(Data extracted from a collection)
--- START ---
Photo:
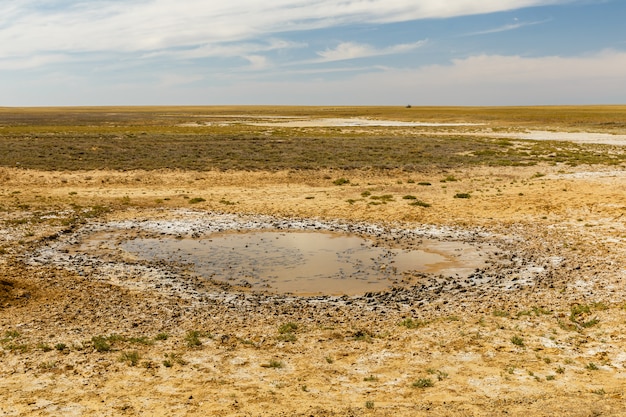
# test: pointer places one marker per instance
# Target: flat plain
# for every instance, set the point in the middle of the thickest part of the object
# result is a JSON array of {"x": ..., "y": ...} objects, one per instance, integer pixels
[{"x": 540, "y": 330}]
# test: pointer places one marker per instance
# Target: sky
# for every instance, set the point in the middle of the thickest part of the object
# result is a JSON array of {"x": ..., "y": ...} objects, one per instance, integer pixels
[{"x": 312, "y": 52}]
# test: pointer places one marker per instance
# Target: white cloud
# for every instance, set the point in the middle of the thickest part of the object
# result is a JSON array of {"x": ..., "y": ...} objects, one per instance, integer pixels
[
  {"x": 351, "y": 50},
  {"x": 28, "y": 27},
  {"x": 505, "y": 28},
  {"x": 477, "y": 80}
]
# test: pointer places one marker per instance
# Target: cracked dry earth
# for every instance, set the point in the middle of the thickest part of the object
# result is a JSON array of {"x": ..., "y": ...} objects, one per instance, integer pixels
[{"x": 538, "y": 330}]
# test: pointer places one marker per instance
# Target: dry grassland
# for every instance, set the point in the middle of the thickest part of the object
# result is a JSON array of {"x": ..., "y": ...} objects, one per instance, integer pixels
[{"x": 75, "y": 340}]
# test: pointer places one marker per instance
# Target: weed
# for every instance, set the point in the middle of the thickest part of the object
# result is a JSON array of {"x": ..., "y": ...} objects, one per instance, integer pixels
[
  {"x": 517, "y": 341},
  {"x": 363, "y": 335},
  {"x": 382, "y": 198},
  {"x": 172, "y": 358},
  {"x": 100, "y": 343},
  {"x": 193, "y": 338},
  {"x": 578, "y": 313},
  {"x": 141, "y": 340},
  {"x": 44, "y": 347},
  {"x": 441, "y": 375},
  {"x": 11, "y": 334},
  {"x": 132, "y": 358},
  {"x": 409, "y": 323},
  {"x": 286, "y": 331},
  {"x": 273, "y": 364},
  {"x": 21, "y": 347},
  {"x": 287, "y": 337},
  {"x": 419, "y": 203},
  {"x": 47, "y": 365},
  {"x": 540, "y": 310},
  {"x": 423, "y": 383}
]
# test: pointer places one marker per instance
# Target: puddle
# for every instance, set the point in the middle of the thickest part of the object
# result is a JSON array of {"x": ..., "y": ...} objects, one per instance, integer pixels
[{"x": 297, "y": 262}]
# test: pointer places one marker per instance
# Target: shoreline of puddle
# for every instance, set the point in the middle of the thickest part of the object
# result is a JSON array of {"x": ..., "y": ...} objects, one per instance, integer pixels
[{"x": 506, "y": 270}]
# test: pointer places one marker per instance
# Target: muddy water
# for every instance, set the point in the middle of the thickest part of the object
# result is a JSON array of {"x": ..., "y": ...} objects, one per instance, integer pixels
[{"x": 306, "y": 263}]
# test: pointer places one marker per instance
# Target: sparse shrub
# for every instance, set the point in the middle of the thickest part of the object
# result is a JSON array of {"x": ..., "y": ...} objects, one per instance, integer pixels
[
  {"x": 419, "y": 203},
  {"x": 288, "y": 327},
  {"x": 409, "y": 323},
  {"x": 363, "y": 335},
  {"x": 423, "y": 383},
  {"x": 141, "y": 340},
  {"x": 44, "y": 347},
  {"x": 193, "y": 338},
  {"x": 273, "y": 364},
  {"x": 132, "y": 358},
  {"x": 100, "y": 343},
  {"x": 517, "y": 341}
]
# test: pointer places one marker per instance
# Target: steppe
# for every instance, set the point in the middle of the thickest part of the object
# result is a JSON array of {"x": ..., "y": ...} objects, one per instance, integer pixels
[{"x": 540, "y": 330}]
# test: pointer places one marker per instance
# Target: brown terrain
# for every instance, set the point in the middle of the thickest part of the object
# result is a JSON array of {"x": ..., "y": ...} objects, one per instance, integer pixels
[{"x": 540, "y": 330}]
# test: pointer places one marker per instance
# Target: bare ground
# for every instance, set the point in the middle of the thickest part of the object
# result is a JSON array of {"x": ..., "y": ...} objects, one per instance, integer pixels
[{"x": 552, "y": 345}]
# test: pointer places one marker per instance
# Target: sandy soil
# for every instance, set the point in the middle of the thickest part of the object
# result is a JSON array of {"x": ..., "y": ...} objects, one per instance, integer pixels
[{"x": 540, "y": 332}]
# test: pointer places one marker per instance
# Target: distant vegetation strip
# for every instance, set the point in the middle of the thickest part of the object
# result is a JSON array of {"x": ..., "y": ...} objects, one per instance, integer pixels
[{"x": 127, "y": 140}]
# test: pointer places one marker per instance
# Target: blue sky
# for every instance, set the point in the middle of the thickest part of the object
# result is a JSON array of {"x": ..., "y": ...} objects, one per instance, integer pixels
[{"x": 303, "y": 52}]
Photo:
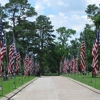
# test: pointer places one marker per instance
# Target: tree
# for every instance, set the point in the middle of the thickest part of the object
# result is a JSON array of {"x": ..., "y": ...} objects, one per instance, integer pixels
[
  {"x": 89, "y": 36},
  {"x": 64, "y": 34},
  {"x": 44, "y": 30},
  {"x": 93, "y": 13}
]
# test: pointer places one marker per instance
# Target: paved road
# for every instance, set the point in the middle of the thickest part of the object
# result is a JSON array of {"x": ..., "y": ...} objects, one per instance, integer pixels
[{"x": 55, "y": 88}]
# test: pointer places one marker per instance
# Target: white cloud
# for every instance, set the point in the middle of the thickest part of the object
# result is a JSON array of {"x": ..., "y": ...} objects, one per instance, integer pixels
[
  {"x": 97, "y": 2},
  {"x": 3, "y": 2}
]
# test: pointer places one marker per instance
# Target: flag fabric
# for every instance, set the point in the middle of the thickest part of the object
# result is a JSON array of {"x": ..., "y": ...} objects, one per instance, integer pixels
[
  {"x": 17, "y": 61},
  {"x": 95, "y": 54},
  {"x": 73, "y": 65},
  {"x": 76, "y": 62},
  {"x": 26, "y": 64},
  {"x": 31, "y": 64},
  {"x": 12, "y": 55},
  {"x": 82, "y": 54},
  {"x": 0, "y": 46}
]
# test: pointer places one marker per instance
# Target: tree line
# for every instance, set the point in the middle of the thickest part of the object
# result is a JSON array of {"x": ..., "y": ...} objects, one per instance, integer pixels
[{"x": 38, "y": 35}]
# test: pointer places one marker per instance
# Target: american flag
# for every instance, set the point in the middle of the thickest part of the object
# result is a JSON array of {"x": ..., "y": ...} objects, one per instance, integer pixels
[
  {"x": 2, "y": 48},
  {"x": 76, "y": 67},
  {"x": 12, "y": 55},
  {"x": 95, "y": 54},
  {"x": 82, "y": 54},
  {"x": 17, "y": 61},
  {"x": 73, "y": 64},
  {"x": 31, "y": 64},
  {"x": 26, "y": 64}
]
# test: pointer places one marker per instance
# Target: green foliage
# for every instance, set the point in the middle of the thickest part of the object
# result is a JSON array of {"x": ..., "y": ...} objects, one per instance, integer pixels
[
  {"x": 86, "y": 79},
  {"x": 13, "y": 83}
]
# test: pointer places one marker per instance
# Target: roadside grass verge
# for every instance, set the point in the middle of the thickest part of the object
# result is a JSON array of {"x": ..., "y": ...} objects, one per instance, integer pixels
[
  {"x": 86, "y": 79},
  {"x": 13, "y": 83}
]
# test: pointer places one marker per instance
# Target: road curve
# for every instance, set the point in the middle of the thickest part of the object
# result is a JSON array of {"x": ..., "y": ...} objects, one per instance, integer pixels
[{"x": 55, "y": 88}]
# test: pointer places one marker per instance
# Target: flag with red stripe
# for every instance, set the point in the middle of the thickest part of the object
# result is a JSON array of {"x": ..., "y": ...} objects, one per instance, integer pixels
[
  {"x": 95, "y": 54},
  {"x": 82, "y": 54}
]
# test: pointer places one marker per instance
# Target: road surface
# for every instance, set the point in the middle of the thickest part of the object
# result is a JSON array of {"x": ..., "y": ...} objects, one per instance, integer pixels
[{"x": 55, "y": 88}]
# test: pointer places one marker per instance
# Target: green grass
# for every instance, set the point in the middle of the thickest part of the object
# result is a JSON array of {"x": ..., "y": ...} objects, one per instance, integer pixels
[
  {"x": 51, "y": 74},
  {"x": 86, "y": 79},
  {"x": 13, "y": 83}
]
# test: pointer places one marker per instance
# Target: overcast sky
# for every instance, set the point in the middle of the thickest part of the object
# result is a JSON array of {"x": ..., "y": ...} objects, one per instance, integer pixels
[{"x": 67, "y": 13}]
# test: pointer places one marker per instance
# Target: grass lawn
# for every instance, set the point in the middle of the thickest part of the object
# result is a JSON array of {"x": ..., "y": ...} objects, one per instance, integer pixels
[
  {"x": 13, "y": 83},
  {"x": 86, "y": 79}
]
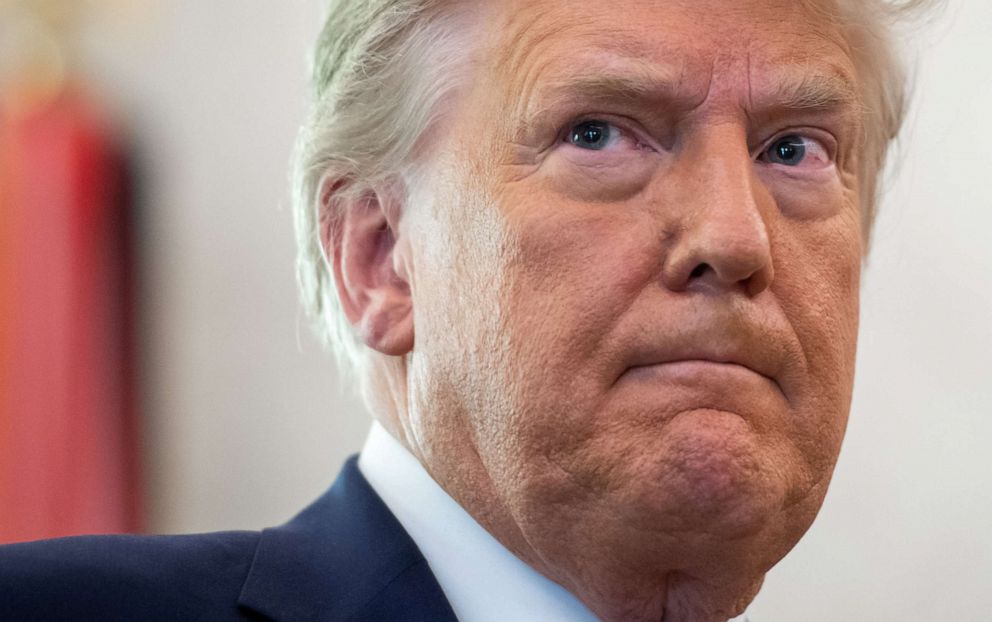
--- END ---
If a line of the data above contains "flag", copy it out.

(Task solution):
# Target: flag fabric
# Target: american flag
# Target: flag with red stripe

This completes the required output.